• Tasks to perform:
1 – Answer these questions using the excerpt on deep learning hysteroscopy for endometrial cancer diagnosis:
(a) Why is endometrial cytology considered unreliable?
(b) How many images does deep learning typically require for training?
(c) How many patients did the study include in total?
2 – Extend the excerpt on deep learning hysteroscopy for endometrial cancer diagnosis, beginning after its final summary and keeping its plain-English style.

• Excerpt to read:

*** Begin section ***

Deep Learning Hysteroscopy for Endometrial Cancer Diagnosis

Plain-English Explanations

1. Why Hysteroscopy and Deep Learning? The Clinical Need for Automated Endometrial Cancer Detection

Endometrial cancer is the most common gynecologic malignancy worldwide, and its incidence has risen significantly in recent years. When detected early, particularly at stage IA without myometrial invasion, patients can receive a favorable prognosis and may even preserve their fertility through progestin therapy. However, patients diagnosed at later stages face limited treatment options and substantially worse outcomes. This makes early, accurate detection critically important.

The screening gap: Unlike cervical cancer, which benefits from Pap smear screening, there is no established screening technique for endometrial cancer. Endometrial cytology is unreliable because it is essentially a blind test that produces a high rate of false negatives. The standard diagnostic procedure, endometrial biopsy via dilation and curettage, is invasive and not suitable for routine screening. Hysteroscopy, which allows direct visualization of the uterine cavity, has been suggested by recent studies as an effective technique for endometrial cancer diagnosis, but it is not yet widely used in this role.

The deep learning opportunity: Deep neural networks (DNNs) have demonstrated impressive results in medical image analysis, including dermatology (matching dermatologist-level skin cancer classification on 129,000+ images), gastrointestinal endoscopy (achieving 98% polyp detection rates), and radiographic imaging for breast and lung cancers. However, at the time of this study, no DNN-based system had been developed specifically for endometrial cancer diagnosis from hysteroscopic images. This study by Takahashi, Sone, and colleagues at the University of Tokyo represents the first attempt to combine deep learning with hysteroscopy for endometrial cancer detection.

The small-sample challenge: A major barrier in this domain is data scarcity. Deep learning typically requires 100,000 to 1,000,000 images for training, but hysteroscopy-based cancer diagnosis is uncommon, making it difficult to collect large datasets from a single institution. The central challenge of this research was therefore to develop analytical methods that achieve high diagnostic accuracy despite a limited number of cases, establishing a foundation for future large-scale, multi-institutional studies.

TL;DR: Endometrial cancer lacks an established screening method. Hysteroscopy can visualize the uterine cavity directly but has not been widely adopted for cancer diagnosis. This is the first study to apply deep learning to hysteroscopic images for endometrial cancer detection, tackling the key challenge of achieving high accuracy with limited training data from a single institution (177 patients total).

*** End section ***

• Material shown:
*** Begin section ***

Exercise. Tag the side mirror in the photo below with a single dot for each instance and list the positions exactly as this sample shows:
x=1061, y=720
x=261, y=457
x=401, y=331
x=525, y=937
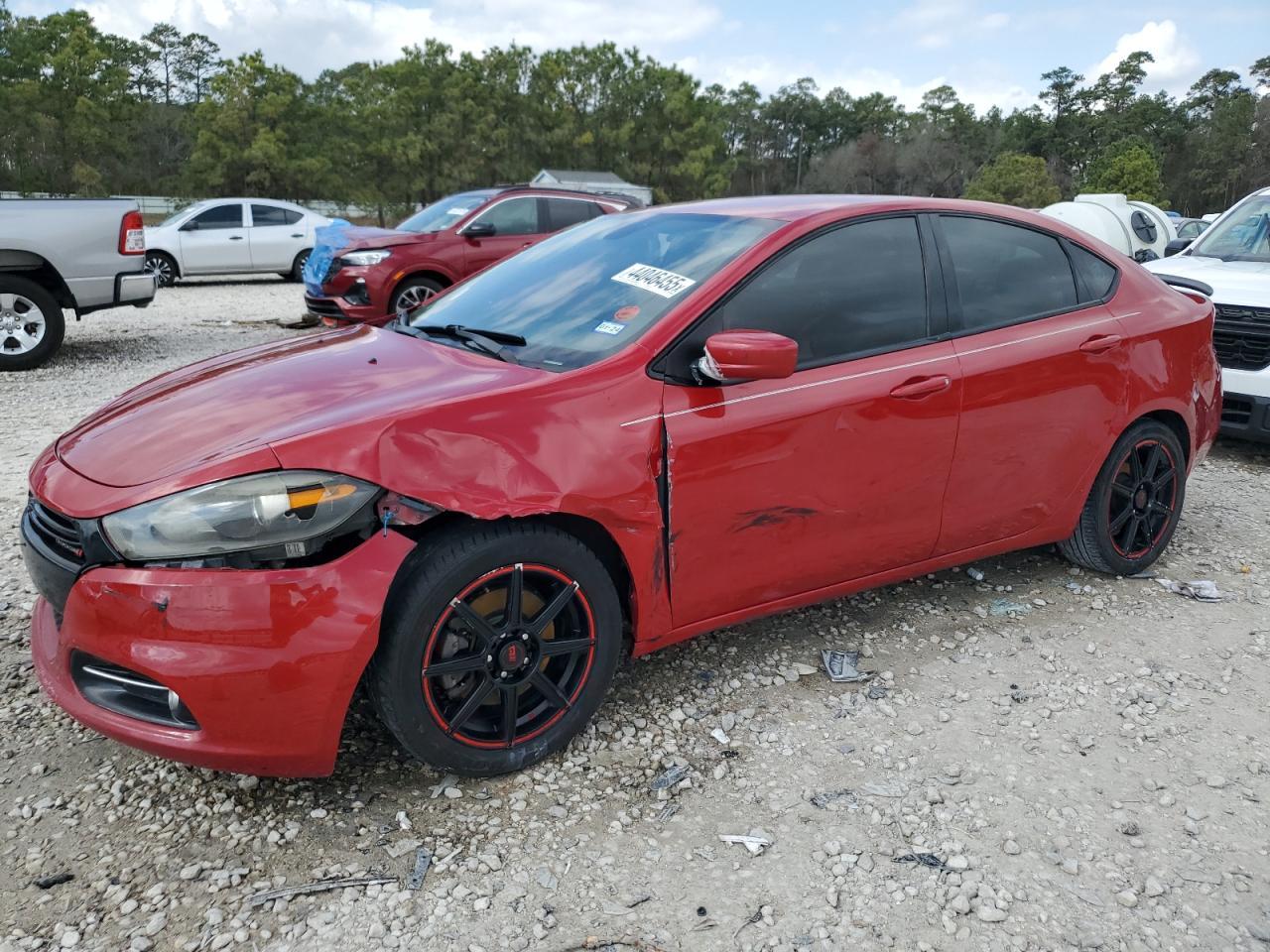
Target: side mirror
x=748, y=354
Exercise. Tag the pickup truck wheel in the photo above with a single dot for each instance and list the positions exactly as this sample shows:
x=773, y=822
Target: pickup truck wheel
x=31, y=324
x=163, y=267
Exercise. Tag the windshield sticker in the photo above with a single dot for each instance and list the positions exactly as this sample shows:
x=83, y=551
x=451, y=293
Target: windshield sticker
x=649, y=278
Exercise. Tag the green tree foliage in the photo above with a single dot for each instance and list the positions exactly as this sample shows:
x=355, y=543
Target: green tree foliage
x=91, y=113
x=1011, y=178
x=1129, y=168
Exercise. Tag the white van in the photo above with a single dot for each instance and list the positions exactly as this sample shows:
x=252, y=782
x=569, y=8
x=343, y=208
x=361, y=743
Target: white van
x=1233, y=258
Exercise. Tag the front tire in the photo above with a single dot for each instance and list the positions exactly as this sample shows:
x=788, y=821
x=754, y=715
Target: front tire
x=31, y=324
x=1133, y=509
x=497, y=648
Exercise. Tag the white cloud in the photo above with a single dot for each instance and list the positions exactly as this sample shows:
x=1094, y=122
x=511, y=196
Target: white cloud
x=1176, y=61
x=308, y=36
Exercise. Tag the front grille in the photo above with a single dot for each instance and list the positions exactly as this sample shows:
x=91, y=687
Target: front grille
x=126, y=692
x=322, y=306
x=1236, y=412
x=1241, y=336
x=59, y=532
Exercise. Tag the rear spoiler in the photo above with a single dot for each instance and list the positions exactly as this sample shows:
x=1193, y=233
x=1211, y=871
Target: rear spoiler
x=1189, y=284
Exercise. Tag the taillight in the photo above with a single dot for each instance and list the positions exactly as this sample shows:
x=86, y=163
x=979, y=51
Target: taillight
x=132, y=235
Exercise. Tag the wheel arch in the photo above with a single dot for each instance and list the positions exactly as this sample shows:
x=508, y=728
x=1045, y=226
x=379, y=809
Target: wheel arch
x=33, y=267
x=593, y=535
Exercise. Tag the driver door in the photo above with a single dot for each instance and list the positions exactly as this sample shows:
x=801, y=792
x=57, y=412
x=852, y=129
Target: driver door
x=780, y=488
x=516, y=225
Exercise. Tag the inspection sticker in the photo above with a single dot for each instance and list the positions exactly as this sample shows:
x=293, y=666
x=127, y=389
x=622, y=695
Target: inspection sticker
x=659, y=282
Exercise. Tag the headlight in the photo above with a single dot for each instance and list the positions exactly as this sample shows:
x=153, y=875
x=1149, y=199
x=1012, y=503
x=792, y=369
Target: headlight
x=366, y=257
x=271, y=509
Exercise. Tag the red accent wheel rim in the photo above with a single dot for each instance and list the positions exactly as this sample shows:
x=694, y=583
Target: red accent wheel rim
x=495, y=674
x=1142, y=499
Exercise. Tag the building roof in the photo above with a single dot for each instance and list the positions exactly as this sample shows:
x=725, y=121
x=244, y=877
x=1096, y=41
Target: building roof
x=599, y=178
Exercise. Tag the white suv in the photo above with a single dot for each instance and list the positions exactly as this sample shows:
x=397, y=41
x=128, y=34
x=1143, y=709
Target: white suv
x=232, y=236
x=1233, y=258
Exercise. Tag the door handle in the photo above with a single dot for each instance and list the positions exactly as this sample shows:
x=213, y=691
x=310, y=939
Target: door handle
x=1100, y=341
x=921, y=388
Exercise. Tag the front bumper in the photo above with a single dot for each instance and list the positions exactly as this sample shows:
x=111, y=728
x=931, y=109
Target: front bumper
x=1246, y=416
x=266, y=661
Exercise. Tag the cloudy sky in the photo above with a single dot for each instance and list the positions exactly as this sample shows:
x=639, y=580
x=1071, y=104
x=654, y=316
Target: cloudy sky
x=992, y=53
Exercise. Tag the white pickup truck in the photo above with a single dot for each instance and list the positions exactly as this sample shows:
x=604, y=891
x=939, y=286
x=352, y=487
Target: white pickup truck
x=79, y=254
x=1233, y=258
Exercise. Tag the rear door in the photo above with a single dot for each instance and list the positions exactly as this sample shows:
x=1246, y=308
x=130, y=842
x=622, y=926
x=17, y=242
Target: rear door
x=517, y=225
x=277, y=235
x=214, y=241
x=784, y=486
x=1044, y=367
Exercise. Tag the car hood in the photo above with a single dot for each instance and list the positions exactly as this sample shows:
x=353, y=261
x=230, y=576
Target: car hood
x=234, y=407
x=363, y=238
x=1233, y=282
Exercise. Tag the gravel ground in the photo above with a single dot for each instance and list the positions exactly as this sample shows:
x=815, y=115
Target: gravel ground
x=1084, y=757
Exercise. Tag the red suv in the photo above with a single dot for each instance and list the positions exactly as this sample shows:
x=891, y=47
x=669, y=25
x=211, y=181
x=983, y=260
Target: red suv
x=386, y=273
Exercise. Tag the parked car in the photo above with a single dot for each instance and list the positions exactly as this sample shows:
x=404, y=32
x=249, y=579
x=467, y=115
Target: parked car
x=1233, y=257
x=76, y=254
x=643, y=428
x=232, y=236
x=386, y=273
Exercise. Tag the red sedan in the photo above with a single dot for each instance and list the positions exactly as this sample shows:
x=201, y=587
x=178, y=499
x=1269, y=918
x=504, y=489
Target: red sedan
x=643, y=428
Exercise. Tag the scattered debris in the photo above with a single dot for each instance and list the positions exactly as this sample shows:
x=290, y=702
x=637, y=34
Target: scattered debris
x=48, y=883
x=841, y=666
x=670, y=777
x=259, y=898
x=830, y=796
x=422, y=861
x=924, y=860
x=1198, y=589
x=756, y=841
x=445, y=782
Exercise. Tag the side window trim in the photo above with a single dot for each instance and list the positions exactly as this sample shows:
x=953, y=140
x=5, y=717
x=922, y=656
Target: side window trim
x=657, y=367
x=956, y=326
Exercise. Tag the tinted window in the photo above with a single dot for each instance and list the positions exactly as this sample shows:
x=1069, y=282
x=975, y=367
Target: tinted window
x=222, y=216
x=516, y=216
x=849, y=291
x=266, y=214
x=588, y=293
x=1006, y=273
x=1096, y=275
x=563, y=212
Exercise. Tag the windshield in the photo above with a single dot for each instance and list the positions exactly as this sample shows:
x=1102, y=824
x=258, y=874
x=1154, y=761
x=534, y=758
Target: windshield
x=1243, y=235
x=589, y=291
x=441, y=214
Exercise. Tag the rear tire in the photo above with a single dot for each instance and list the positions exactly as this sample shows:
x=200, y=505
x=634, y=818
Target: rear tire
x=163, y=267
x=31, y=324
x=1134, y=506
x=517, y=685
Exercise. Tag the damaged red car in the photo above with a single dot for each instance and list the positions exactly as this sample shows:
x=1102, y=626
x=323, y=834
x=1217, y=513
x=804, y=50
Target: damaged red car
x=645, y=426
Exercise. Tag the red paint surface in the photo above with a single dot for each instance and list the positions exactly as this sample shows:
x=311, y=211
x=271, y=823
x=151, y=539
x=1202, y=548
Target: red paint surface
x=783, y=492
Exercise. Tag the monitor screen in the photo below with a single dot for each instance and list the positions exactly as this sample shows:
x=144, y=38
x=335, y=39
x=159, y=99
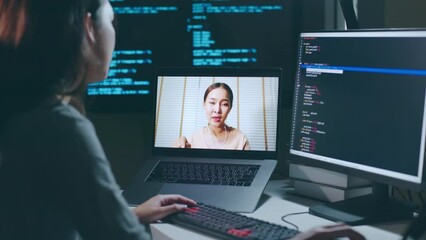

*** End section ***

• Numbered responses:
1 –
(a) It is essentially a blind test that produces a high rate of false negatives.
(b) Between 100,000 and 1,000,000 images.
(c) 177 patients.

2 –
2. Study Design and Dataset: 177 Patients, 411,800 Images, Five Diagnostic Categories

The study used hysteroscopy videos collected from 177 patients at the University of Tokyo Hospital between 2011 and 2019. These patients were categorized into five clinical groups: normal endometrium (60 patients), endometrial polyp (60 patients), uterine myoma (21 patients), atypical endometrial hyperplasia or AEH (15 patients), and endometrial cancer (21 patients). The pathological diagnoses for AEH and endometrial cancer were confirmed by biopsy or surgery, while benign conditions were diagnosed based on a combination of endometrial cytology, histology, hysteroscopic findings, MRI, ultrasound, and clinical course.

Image extraction from video: The hysteroscopy videos ranged from 10.5 seconds to 395.3 seconds in length, with a mean duration of 77.5 seconds and a median of 63.5 seconds. From these 177 videos, a total of 411,800 still images were extracted. The breakdown by category was: normal endometrium 113,357 images (27.5%), endometrial polyp 143,449 images (34.8%), uterine myoma 45,037 images (11.0%), AEH 42,146 images (10.2%), and endometrial cancer 67,811 images (16.4%). Because the videos were captured using different hysteroscopic systems with varying resolutions and image positions, all extracted frames were resized to 256 x 256 pixels for Xception and 224 x 224 pixels for MobileNetV2 and EfficientNetB0.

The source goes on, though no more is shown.